● **Required work**
Please turn the data below into a numbered list, one line per item, leaving out any blank lines.
## Begin Records for the exercise
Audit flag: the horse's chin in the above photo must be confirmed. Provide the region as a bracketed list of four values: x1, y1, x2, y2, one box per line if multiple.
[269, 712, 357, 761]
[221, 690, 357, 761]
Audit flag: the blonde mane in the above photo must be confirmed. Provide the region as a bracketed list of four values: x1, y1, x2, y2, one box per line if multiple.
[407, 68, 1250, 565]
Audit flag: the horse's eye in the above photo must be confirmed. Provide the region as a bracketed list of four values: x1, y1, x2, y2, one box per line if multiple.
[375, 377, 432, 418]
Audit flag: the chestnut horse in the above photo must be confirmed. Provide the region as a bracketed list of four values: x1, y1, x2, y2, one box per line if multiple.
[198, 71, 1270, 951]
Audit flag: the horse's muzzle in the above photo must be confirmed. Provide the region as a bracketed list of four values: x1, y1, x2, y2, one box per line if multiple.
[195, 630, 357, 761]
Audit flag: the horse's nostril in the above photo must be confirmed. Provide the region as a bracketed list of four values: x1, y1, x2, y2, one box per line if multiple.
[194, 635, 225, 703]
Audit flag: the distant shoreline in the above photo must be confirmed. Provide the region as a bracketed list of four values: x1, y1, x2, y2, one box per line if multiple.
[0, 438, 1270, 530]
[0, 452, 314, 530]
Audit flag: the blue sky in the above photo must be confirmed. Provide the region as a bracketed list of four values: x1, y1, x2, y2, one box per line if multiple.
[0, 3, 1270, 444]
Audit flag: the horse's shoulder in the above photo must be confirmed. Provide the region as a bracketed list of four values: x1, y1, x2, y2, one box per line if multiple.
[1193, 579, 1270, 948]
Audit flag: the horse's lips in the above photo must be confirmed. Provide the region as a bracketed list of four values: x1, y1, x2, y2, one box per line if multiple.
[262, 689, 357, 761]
## End Records for the exercise
● **Answer below**
1. Audit flag: the horse's chin in the above photo must be confirmed. Provide the region as a bracketed list of four values: x1, y1, x2, y2, one box per line if multiple.
2. [269, 712, 357, 761]
3. [221, 690, 357, 761]
4. Audit flag: the blonde mane in the above photo must be confirmed. Provide the region as a bracketed list of four values: x1, y1, x2, y2, one box per line if multiple.
5. [407, 68, 1250, 565]
6. Audit flag: the horse's eye in the above photo must be confirmed. Provide the region as a bracketed list of four values: x1, y1, x2, y2, one box per line if multiple.
7. [375, 377, 432, 418]
8. Audit flag: the chestnut horse in the above photo must be confirmed. Provide the region as a bracketed list of four values: x1, y1, x2, y2, one box per line if multiple.
9. [198, 71, 1270, 951]
10. Audit flag: the horse's muzzle in the above photo must be confirmed. Provide the region as a bracketed list of four values: x1, y1, x2, y2, one box per line if multiple.
11. [195, 630, 357, 761]
12. Audit flag: the horse's nostril in the above photo must be confirmed. Provide the region as a bracketed list of four values: x1, y1, x2, y2, one box per line if multiple.
13. [194, 635, 225, 703]
14. Audit flag: the distant shoreline in the above photo must be confirmed. Provide the region as a bracketed list of four values: x1, y1, x2, y2, one box per line if multiple.
15. [0, 438, 1270, 530]
16. [0, 452, 314, 530]
17. Audit flag: the blue sky in the above photo must be confirmed. Provide the region as a bracketed list of four values: x1, y1, x2, y2, one box per line if multiple.
18. [0, 3, 1270, 444]
19. Audit flag: the horse's shoulder in the above photo must be confirmed. Provide the region as a bracketed list of four values: x1, y1, x2, y2, one box per line if multiple.
20. [1193, 579, 1270, 948]
21. Audit flag: the horse's lips in the above photo must be confirmed. Provide the region as a bracketed list of four values: x1, y1, x2, y2, one box per line if multiple.
22. [262, 689, 357, 761]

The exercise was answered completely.